TEXT BLOCK:
= Beginning of Section =

During his attorney career, Montesinos was hired by Susana Higuchi, the wife of engineer Alberto Fujimori, assisting Higuchi after she made controversial deals in real estate. The paperwork in the case disappeared and the charges were dropped. This began the relationship between Montesinos and Fujimori.

Peruvian journalist Gustavo Gorriti reported that Montesinos allegedly used $1 million provided by Pablo Escobar to fund the presidential campaign for Fujimori in the 1990 Peruvian general election to enter as a dark horse candidate. In addition, evidence exists that Montesinos reportedly forged tax documents and the birth certificate of Fujimori according to the Harvard International Review. Prior to the election, the Peruvian Armed Forces created Plan Verde, a clandestine military operation developed during the internal conflict in Peru that involved the genocide of impoverished and indigenous Peruvians, the control or censorship of media in the nation and the establishment of a neoliberal economy controlled by a military junta in Peru. The military decided against committing a coup as initially outlined in Plan Verde as they expected Mario Vargas Llosa, a neoliberal candidate, to be elected in the 1990 election. According to Fernando Rospigliosi, Montesinos was not initially involved with Plan Verde, but his ability to resolve issues for the military resulted in the armed forces tasking him with implementing the plan with Fujimori, while Alfredo Schulte-Bockholt would say that both General Nicolás de Bari Hermoza and Montesinos were responsible for the relationship between the armed forces and Fujimori.

= End of Section =

DATA:
= Beginning of Section =

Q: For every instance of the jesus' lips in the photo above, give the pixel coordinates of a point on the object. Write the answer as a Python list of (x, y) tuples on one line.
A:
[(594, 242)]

= End of Section =
= Beginning of Section =

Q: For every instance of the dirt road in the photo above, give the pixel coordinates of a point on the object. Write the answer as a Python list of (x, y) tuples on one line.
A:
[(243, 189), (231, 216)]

= End of Section =
= Beginning of Section =

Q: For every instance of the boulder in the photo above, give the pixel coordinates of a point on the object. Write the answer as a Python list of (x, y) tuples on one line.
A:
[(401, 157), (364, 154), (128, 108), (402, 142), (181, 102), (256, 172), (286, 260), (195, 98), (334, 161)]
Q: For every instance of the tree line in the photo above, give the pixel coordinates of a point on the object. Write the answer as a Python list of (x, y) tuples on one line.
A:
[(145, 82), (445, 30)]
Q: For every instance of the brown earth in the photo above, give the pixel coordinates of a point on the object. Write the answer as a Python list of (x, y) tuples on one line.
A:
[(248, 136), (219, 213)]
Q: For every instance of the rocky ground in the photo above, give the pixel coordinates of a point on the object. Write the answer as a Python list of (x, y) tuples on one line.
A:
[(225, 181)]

= End of Section =

WHAT TO DO: Turn the paragraph of the Montesinos text that begins "Peruvian journalist Gustavo Gorriti reported" into a short bulleted list that keeps its main facts.

TASK RESPONSE:
- Gustavo Gorriti reported that Montesinos allegedly used $1 million from Pablo Escobar to fund Fujimori's 1990 presidential campaign as a dark horse candidate.
- According to the Harvard International Review, evidence exists that Montesinos reportedly forged Fujimori's tax documents and birth certificate.
- Before the election, the Peruvian Armed Forces created Plan Verde. This clandestine operation involved genocide of impoverished and indigenous Peruvians, control or censorship of the media, and a neoliberal economy run by a military junta.
- The military decided against the coup outlined in the plan because it expected neoliberal candidate Mario Vargas Llosa to win.
- Fernando Rospigliosi says Montesinos was not initially part of Plan Verde. His ability to resolve issues for the military led the armed forces to task him with implementing it with Fujimori.
- Alfredo Schulte-Bockholt says General Nicolás de Bari Hermoza and Montesinos were both responsible for the relationship between the armed forces and Fujimori.